---------- Data records ----------

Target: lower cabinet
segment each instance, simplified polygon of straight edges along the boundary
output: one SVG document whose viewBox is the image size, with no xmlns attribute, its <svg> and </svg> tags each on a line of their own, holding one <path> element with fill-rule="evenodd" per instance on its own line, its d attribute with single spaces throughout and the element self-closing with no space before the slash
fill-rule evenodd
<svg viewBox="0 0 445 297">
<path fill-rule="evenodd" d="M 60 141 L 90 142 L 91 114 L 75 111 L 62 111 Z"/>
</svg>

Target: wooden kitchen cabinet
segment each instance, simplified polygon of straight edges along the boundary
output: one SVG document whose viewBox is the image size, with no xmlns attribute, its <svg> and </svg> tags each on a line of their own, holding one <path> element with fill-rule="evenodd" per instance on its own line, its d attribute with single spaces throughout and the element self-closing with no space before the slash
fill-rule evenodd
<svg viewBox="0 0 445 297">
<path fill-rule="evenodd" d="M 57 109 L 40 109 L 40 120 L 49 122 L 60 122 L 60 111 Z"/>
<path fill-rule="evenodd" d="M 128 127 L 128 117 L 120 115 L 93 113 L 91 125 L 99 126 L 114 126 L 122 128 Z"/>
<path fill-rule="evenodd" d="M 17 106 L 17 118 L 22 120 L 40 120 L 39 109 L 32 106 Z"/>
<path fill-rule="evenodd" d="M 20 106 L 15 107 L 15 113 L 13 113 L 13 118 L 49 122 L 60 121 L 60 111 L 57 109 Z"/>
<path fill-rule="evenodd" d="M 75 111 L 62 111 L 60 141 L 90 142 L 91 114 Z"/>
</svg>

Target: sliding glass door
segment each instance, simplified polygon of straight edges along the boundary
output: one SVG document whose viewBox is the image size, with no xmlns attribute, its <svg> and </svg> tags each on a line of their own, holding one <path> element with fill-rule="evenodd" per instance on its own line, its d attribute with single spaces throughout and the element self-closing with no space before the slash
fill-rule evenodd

----------
---------- Data records ----------

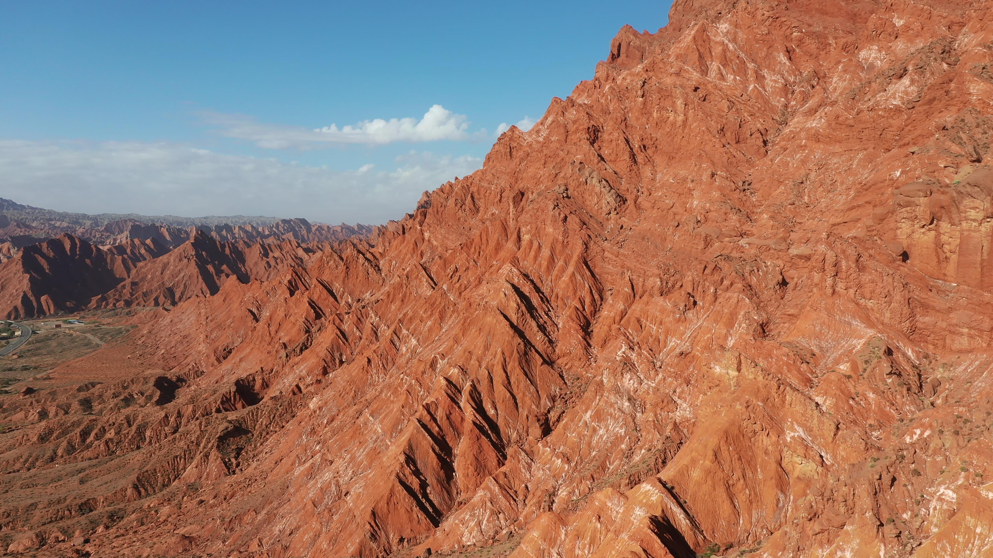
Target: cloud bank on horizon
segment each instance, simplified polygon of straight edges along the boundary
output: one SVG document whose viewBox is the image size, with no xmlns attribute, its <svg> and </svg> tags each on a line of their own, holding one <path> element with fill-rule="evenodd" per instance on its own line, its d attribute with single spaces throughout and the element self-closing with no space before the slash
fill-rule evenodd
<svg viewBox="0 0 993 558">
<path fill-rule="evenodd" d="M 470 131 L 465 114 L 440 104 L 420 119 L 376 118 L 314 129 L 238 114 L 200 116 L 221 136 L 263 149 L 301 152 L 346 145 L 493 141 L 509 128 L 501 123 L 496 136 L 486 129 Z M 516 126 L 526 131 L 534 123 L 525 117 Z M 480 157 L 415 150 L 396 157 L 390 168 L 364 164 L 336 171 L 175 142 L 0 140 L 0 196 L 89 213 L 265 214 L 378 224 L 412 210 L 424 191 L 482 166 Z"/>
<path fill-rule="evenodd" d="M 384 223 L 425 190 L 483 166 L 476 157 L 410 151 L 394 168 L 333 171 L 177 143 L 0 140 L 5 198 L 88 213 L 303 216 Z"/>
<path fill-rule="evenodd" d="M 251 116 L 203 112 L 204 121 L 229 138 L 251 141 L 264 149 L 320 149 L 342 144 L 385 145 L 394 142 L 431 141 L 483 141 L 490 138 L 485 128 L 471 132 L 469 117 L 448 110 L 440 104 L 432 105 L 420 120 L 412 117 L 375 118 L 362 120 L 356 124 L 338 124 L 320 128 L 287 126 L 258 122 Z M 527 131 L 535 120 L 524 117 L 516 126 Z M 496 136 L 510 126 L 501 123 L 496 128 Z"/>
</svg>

----------

Pick out every line of the items above that contains the string "cabinet", matching case exactly, and copy each such line.

Target: lower cabinet
Target: wooden kitchen cabinet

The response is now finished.